PROBLEM REQUIREMENTS
Show each line in the rows below that contains the word "landing", copying every such line unchanged.

(Stored dataset items)
^^^^^^^^^^^^^^^^

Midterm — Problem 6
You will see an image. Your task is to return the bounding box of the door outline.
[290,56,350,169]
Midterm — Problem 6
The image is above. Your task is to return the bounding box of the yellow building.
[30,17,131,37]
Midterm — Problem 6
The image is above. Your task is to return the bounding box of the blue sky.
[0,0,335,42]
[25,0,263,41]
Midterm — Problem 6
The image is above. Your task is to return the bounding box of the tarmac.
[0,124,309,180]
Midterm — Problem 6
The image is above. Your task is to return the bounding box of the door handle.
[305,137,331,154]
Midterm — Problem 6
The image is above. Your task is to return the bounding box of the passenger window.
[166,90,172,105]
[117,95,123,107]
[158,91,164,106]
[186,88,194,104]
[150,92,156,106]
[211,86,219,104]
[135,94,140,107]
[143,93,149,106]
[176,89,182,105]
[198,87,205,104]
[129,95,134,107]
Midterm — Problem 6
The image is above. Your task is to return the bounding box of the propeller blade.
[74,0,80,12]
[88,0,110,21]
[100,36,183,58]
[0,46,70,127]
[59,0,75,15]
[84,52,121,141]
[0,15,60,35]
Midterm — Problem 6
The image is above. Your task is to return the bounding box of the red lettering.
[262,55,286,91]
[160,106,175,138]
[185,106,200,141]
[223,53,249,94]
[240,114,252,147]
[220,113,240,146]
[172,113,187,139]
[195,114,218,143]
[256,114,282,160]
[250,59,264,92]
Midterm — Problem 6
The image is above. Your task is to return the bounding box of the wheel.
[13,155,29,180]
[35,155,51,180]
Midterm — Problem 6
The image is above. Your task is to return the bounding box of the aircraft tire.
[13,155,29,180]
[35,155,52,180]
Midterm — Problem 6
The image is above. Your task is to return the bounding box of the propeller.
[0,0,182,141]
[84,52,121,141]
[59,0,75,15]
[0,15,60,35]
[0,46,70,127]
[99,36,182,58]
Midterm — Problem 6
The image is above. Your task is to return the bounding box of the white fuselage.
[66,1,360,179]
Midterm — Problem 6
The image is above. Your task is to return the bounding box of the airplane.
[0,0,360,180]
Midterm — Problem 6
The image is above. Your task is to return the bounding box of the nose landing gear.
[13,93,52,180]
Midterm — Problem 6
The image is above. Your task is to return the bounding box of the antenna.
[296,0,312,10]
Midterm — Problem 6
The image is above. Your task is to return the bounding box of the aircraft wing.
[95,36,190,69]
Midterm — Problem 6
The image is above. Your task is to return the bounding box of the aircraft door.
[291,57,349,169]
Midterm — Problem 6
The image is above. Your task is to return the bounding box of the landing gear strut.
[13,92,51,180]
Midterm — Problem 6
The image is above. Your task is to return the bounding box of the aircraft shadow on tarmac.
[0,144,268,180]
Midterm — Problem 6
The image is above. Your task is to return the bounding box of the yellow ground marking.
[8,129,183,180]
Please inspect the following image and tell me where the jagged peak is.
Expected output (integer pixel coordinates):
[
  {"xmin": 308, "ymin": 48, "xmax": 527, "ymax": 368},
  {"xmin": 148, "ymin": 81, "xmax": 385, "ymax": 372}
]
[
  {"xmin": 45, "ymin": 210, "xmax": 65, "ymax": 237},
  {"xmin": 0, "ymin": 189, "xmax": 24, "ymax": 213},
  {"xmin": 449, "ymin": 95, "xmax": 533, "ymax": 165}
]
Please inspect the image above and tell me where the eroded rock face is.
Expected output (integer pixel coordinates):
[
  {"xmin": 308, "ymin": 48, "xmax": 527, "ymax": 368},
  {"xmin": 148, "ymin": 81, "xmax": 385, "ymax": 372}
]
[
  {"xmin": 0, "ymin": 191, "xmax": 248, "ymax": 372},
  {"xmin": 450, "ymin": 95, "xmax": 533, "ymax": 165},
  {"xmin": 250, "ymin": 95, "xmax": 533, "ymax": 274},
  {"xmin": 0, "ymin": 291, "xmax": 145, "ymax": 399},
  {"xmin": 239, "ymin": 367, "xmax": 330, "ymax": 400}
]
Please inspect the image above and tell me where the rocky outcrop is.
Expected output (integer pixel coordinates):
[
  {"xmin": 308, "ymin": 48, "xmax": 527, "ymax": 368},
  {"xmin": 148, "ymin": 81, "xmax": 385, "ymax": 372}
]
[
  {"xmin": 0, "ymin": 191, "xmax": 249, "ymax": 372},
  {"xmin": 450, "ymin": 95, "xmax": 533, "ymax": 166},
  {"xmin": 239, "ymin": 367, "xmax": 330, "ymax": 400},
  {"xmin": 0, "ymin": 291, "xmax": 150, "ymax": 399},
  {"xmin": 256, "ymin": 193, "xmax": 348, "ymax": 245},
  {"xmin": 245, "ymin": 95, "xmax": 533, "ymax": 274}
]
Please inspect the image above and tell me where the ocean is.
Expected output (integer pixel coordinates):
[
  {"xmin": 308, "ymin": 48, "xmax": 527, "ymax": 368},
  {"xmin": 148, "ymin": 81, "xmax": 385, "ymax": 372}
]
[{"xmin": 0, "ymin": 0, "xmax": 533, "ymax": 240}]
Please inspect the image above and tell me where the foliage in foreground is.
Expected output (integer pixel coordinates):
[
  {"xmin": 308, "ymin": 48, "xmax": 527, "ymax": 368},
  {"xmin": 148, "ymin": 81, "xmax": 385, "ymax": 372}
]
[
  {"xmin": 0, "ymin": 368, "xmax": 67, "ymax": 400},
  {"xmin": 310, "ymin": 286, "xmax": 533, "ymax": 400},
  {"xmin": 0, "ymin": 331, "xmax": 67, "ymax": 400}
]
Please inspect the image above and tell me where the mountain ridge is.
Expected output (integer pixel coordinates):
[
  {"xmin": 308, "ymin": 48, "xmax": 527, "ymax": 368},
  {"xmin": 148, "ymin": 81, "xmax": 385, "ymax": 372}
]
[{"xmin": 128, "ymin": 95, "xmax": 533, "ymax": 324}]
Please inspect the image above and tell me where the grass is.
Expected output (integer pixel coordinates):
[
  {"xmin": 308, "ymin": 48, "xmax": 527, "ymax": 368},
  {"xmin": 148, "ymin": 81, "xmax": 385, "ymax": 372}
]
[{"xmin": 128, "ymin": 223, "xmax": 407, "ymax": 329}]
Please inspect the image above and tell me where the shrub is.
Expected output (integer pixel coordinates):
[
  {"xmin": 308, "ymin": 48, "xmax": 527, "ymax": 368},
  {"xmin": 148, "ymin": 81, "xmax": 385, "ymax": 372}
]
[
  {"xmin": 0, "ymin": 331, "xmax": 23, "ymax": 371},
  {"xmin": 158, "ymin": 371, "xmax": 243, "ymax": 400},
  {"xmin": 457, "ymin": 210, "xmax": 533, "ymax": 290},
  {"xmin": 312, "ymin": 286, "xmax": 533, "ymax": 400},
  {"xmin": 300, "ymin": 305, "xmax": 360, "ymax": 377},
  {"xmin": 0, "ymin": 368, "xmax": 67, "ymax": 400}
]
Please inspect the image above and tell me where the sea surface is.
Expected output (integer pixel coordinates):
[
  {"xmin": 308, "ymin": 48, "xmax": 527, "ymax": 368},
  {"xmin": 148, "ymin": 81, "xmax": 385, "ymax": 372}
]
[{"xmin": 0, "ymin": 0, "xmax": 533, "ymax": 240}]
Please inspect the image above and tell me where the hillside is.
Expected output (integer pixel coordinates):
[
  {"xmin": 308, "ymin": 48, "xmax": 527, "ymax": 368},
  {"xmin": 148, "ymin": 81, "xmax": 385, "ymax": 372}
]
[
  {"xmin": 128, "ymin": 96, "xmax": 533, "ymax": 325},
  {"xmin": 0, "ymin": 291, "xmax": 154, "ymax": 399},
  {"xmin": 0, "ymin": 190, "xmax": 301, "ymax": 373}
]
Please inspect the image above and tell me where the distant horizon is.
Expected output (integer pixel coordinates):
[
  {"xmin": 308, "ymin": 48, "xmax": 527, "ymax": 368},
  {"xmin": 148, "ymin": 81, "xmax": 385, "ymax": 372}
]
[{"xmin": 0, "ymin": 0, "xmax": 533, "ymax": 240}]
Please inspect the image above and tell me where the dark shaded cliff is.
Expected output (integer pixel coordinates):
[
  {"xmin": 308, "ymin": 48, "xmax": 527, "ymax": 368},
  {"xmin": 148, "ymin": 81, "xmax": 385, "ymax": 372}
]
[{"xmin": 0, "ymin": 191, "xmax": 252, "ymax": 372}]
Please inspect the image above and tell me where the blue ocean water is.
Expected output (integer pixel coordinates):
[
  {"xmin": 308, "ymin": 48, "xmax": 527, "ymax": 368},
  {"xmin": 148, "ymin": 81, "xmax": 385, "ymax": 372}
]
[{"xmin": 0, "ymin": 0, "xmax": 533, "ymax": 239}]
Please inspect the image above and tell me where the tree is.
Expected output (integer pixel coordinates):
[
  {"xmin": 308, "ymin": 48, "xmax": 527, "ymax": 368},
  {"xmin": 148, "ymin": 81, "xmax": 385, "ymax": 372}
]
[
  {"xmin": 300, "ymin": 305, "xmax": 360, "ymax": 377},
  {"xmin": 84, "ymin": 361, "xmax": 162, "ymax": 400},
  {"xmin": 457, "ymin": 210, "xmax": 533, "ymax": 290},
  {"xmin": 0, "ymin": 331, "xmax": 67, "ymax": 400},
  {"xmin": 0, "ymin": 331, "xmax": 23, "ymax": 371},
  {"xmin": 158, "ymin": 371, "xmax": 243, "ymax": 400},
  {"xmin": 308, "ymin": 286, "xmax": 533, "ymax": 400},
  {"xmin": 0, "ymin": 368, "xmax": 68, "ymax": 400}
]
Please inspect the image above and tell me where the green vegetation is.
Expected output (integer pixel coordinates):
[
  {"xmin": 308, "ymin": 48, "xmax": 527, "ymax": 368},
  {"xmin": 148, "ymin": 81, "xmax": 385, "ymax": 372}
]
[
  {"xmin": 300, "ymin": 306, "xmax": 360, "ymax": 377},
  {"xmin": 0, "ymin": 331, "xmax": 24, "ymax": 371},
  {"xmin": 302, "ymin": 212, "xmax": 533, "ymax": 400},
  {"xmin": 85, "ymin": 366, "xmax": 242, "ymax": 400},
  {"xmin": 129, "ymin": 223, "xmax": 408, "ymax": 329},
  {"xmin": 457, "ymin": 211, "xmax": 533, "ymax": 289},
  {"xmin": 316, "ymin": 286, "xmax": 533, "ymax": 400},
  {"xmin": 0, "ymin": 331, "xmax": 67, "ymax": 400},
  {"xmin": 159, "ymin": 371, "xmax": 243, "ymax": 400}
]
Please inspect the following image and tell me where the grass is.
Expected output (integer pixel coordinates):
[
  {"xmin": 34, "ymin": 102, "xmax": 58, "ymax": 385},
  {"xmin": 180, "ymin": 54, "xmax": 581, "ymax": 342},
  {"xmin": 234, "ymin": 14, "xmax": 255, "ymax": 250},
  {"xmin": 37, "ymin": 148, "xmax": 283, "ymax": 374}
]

^^^^^^^^^^^^^^^^

FULL ANSWER
The image is above. Your task is to return the bounding box of the nose landing gear.
The image is above. Your task is to return the bounding box of the landing gear strut.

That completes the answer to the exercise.